▸ Instruction: Reproduce every one of the rows below verbatim, leaving each line unchanged.

━━━ Data for this task

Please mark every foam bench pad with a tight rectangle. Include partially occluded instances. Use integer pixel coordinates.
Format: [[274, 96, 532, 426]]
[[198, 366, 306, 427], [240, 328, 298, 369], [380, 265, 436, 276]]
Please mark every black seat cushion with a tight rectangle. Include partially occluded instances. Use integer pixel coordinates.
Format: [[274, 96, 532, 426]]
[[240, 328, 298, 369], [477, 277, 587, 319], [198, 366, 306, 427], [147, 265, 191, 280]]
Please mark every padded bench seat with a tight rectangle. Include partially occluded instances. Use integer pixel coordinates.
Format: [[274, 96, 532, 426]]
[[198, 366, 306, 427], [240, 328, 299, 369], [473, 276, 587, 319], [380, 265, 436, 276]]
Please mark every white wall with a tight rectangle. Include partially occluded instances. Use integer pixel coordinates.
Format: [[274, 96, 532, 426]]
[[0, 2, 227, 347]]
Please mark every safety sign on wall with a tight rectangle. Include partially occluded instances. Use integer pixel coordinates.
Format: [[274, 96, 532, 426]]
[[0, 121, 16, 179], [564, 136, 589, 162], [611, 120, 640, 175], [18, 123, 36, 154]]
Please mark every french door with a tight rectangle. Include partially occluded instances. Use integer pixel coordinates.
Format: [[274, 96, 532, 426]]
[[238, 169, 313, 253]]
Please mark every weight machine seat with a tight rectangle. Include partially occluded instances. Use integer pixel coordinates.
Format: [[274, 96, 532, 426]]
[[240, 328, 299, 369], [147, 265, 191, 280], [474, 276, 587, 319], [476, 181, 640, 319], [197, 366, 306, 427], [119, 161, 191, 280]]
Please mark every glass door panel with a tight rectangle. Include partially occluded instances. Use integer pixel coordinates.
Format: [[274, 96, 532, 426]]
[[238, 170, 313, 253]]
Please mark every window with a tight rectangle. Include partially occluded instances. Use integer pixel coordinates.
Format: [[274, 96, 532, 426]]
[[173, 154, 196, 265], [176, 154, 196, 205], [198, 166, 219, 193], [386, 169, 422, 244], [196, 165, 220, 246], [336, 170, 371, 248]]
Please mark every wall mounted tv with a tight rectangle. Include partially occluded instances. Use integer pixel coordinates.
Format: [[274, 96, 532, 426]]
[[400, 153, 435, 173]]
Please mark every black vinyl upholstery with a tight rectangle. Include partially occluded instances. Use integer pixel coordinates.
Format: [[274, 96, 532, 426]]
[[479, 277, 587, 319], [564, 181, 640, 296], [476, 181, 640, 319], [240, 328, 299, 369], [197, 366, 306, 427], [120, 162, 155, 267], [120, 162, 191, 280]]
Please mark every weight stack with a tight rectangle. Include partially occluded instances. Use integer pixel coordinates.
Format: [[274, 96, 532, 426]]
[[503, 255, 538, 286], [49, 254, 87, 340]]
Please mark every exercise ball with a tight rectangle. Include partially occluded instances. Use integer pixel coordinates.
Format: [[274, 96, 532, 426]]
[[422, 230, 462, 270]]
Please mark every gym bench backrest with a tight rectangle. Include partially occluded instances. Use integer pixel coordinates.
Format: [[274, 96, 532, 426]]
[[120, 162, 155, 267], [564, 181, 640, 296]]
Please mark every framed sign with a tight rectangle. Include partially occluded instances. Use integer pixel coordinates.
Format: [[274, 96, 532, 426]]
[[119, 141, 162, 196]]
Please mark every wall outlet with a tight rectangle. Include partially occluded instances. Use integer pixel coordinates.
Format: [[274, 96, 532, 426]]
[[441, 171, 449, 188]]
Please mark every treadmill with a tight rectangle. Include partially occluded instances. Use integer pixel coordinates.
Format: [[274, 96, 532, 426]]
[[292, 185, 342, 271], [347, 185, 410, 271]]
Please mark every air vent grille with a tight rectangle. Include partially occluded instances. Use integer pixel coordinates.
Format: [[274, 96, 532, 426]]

━━━━━━

▸ Response to this exercise:
Please mark every foam bench pad with a tight rectangle. Include partially occluded instances. Use integer pixel coordinates.
Format: [[274, 96, 532, 426]]
[[198, 366, 306, 427], [240, 328, 298, 369], [380, 265, 436, 276]]
Please mark every black seat cushion with a tight rectangle. Include partially occluded instances. Use integer pixel coordinates.
Format: [[274, 96, 532, 426]]
[[240, 328, 298, 369], [477, 277, 587, 319], [198, 366, 306, 427], [147, 265, 191, 280]]
Please mark every padded bench seat with a tight rectangle. Include partially occluded instances. Use integer pixel coordinates.
Format: [[274, 96, 532, 426]]
[[198, 366, 306, 427], [240, 328, 299, 369], [473, 276, 587, 319], [380, 265, 436, 276]]
Please mark every white wall with a tight rectangle. Include partially occluded instances. Use integer pixel coordinates.
Format: [[274, 96, 532, 426]]
[[0, 2, 227, 347]]
Please mark every safety sign on wall with a tight rectangle. Include partially occluded instances. Use integer pixel coordinates.
Format: [[274, 96, 532, 426]]
[[0, 121, 16, 179], [564, 136, 589, 162], [611, 120, 640, 175], [18, 123, 36, 154]]
Please mark every french door with a tight rectangle. Include partially occluded instances. Use integer pixel coordinates.
Format: [[274, 96, 532, 426]]
[[238, 169, 313, 253]]
Please mark every weight machine seat with a tight rectangle. Include partially occluded instances. Use integer pixel coordinates.
Format: [[274, 96, 532, 426]]
[[240, 328, 299, 369], [147, 265, 191, 280], [474, 276, 587, 319], [476, 181, 640, 319], [197, 366, 306, 427], [119, 161, 191, 280]]
Please mark every glass door panel with a tight rectangle. Include partially occluded instances. Use integer pixel coordinates.
Format: [[274, 96, 532, 426]]
[[238, 170, 313, 253]]
Please mark every window with a tight rectangle. Include partially occluded instances. Use integer pixel coordinates.
Format: [[274, 96, 532, 426]]
[[173, 154, 196, 265], [176, 154, 196, 205], [198, 166, 219, 193], [386, 169, 422, 244], [196, 165, 220, 246], [336, 170, 371, 248]]
Please mark every wall mounted tv with a tight rectangle. Include partially occluded instances. Use integer pixel coordinates.
Format: [[274, 96, 532, 426]]
[[400, 153, 435, 173]]
Please mark every black vinyl upholstery with a tight rectangle. Include partially occluded instances. Use integer pixel coordinates.
Format: [[274, 96, 532, 426]]
[[479, 277, 587, 319], [564, 181, 640, 296], [476, 181, 640, 319], [240, 328, 299, 369], [197, 366, 306, 427], [120, 162, 155, 267], [120, 162, 191, 280]]
Please mark every weight stack with a tight rectangle. Include partially occluded instances. Use integer pixel coordinates.
Format: [[274, 96, 532, 426]]
[[503, 255, 538, 286], [49, 254, 87, 340]]
Please mark every exercise ball with a tight rectangle. Include partially occluded instances. Use integer pixel coordinates.
Format: [[274, 96, 532, 426]]
[[422, 230, 462, 270]]
Please mark every gym bench backrest with a tight rectangle. Include partially occluded instances. Use integer pixel coordinates.
Format: [[274, 96, 532, 426]]
[[120, 162, 155, 267], [564, 181, 640, 296]]
Please mark every framed sign with a tight rectangle. Include partially occluded instances. Use integer pixel coordinates.
Format: [[274, 96, 532, 426]]
[[119, 141, 162, 196]]
Please mark every wall outlet with a tight rectangle. Include partially occluded instances. Use integer pixel coordinates.
Format: [[274, 96, 532, 426]]
[[441, 171, 449, 188]]
Please mark every treadmill with a tight rectangle. Include partially occluded instances. Use integer pixel coordinates.
Format: [[274, 96, 532, 426]]
[[292, 185, 342, 271], [347, 185, 410, 271]]
Please mark every air vent grille with a tight rectangle. Include partially occluded instances. Use integer pixel coordinates.
Format: [[274, 96, 532, 426]]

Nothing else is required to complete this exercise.